▶ [WORK TO DO]
Copy the records below word for word. Start at the line that has "Show me the stream bank here." and keep going through the last line of the records.

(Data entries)
===============
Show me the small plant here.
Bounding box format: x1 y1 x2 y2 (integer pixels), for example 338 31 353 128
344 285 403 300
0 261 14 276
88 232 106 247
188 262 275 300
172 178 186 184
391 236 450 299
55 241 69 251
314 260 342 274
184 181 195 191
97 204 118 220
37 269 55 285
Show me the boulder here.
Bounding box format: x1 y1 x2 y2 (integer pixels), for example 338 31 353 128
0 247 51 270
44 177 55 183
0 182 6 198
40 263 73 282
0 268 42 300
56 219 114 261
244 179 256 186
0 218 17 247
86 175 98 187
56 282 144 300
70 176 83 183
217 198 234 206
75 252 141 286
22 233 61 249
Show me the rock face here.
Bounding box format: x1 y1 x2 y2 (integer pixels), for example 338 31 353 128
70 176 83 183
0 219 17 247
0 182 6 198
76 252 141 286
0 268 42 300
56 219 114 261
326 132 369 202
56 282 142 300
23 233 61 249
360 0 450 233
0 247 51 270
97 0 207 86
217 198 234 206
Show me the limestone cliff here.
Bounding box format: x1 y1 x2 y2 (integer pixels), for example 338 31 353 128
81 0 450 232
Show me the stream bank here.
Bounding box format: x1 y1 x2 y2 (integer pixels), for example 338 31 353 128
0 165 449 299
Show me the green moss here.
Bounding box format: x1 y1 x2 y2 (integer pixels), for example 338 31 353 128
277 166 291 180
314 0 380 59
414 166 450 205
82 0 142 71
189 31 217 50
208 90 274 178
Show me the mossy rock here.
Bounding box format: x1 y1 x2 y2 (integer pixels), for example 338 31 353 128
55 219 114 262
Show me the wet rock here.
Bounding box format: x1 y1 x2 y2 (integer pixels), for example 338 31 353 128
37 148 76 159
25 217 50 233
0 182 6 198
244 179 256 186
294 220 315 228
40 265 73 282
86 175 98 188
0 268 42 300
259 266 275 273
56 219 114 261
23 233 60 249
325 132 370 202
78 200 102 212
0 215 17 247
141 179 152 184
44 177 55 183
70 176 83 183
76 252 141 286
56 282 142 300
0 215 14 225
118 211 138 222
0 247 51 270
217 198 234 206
===============
▶ [EXERCISE SOLUTION]
Show me the stream bank here.
Bounding box format: x1 y1 x2 y2 (integer pixels), for example 338 31 353 128
0 165 449 299
Show me the green moss here.
Bounding box format: x1 y1 x2 y2 (integer pixels), for example 338 31 353 128
277 166 291 180
314 0 380 59
414 166 450 205
82 0 142 71
189 31 217 50
208 90 274 178
Show me the mossy rock here.
Bounding box format: x1 y1 x2 y2 (integer pixels), for example 338 31 353 128
55 219 114 262
Show me the wet rock here.
Bounding box format: x1 y1 x2 y2 (integer pixels), for example 338 31 353 128
37 148 76 159
25 217 50 233
0 182 6 198
244 179 256 186
294 220 315 228
40 265 73 282
86 175 98 188
0 268 42 300
259 266 275 273
56 219 114 261
23 233 60 249
325 132 370 202
78 200 102 212
0 215 17 247
141 179 152 184
44 177 55 183
70 176 83 183
76 252 141 286
56 282 142 300
0 215 14 225
118 211 138 222
0 247 51 270
217 198 234 206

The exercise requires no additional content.